This is a picture of the clip.

You can also see the flaws in my finish. The cracks under the clip, on the curved part.


----------



## chibato (Nov 30, 2007)

Thanks for the photos Ernsanda, almost feels like I am there in person. BTW, what kind of camera did you use?


----------



## ernsanada (Nov 30, 2007)

chibato said:


> Thanks for the photos Ernsanda, almost feels like I am there in person. BTW, what kind of camera did you use?



Nikon D40.

Nikon P5000 for beam shots.


----------



## Federal LG (Nov 30, 2007)

Nice shots! Thanks Ern!

I´ll gonna ask some general questions, that anyone who bought a T1 can answer:

Does it become hot on Turbo Mode ?
Does someone can take a picture holding it (so I can compare with your hand´s size) ?


Thanks!


----------



## ernsanada (Dec 1, 2007)

Warren from LiteMania asked me to see how bright the T1 would be on a Protected 17670.

I had to retake the lux readings on both the 2 RCR123's and the 17670 because the 17670 was getting a higher lux reading. I revised my orginal lux readings on the 2 RCR123's in my first post.

First Waited 2 minutes before I took the readings.

First readings.

Fenix T1 Q5 OP 2 RCR123's - 5730 lux @ 1 meter

Fenix T1 Q5 OP 1 17670 - 6190 lux @ 1 meter

Second readings.

Fenix T1 Q5 OP 2 RCR123's - 5950 lux @ 1 meter. Both RCR123's 4.13V

Fenix T1 Q5 OP 1 17670 - 5970 lux @ 1 meter. 4.29V


The Fenix T1 Q5 OP 1 17670 took 14:12 to go into flicker mode.



If anybody has 2 Protected RCR123's and a Protected 17670 with a light meter I would like to see what kind of readings you got.


----------



## ernsanada (Dec 1, 2007)

The Fenix T1 Q5 OP 1 17670 took 14:12 to go into flicker mode.

Object position labeling listing
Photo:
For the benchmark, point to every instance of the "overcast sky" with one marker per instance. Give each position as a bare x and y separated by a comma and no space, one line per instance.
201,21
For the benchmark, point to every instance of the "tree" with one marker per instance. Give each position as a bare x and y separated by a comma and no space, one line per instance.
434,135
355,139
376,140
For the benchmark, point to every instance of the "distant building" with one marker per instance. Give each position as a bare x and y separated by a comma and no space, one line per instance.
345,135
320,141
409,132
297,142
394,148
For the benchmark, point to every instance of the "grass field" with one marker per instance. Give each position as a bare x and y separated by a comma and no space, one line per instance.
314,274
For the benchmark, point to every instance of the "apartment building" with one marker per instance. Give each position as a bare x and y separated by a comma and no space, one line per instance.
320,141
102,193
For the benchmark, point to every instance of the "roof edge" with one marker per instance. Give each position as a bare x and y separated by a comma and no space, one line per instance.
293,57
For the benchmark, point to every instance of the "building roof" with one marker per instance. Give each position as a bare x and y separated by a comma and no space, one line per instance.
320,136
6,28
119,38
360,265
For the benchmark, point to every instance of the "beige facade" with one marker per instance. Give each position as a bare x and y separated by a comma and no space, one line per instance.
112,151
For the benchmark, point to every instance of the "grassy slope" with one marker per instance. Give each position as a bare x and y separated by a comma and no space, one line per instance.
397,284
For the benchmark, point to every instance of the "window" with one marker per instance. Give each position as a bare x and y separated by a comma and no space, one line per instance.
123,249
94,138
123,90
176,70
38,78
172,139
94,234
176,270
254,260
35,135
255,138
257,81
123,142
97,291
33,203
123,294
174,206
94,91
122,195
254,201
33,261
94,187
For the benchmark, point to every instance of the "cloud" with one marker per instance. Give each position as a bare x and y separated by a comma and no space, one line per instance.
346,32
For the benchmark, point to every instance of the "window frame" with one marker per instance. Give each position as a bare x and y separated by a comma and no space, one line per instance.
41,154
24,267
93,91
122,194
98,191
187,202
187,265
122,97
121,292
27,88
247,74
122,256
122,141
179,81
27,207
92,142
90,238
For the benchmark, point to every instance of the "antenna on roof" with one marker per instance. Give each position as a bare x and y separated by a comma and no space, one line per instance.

- Your task
In the Fenix T1 thread, why did ernsanada retake the lux readings on the 2 RCR123's and the 17670? The listing has no connection to the Fenix T1 thread.

- Result of this task
The 17670 was getting a higher lux reading, so ernsanada retook the readings for both power sources. The original lux readings for the 2 RCR123's in the first post were revised as a result.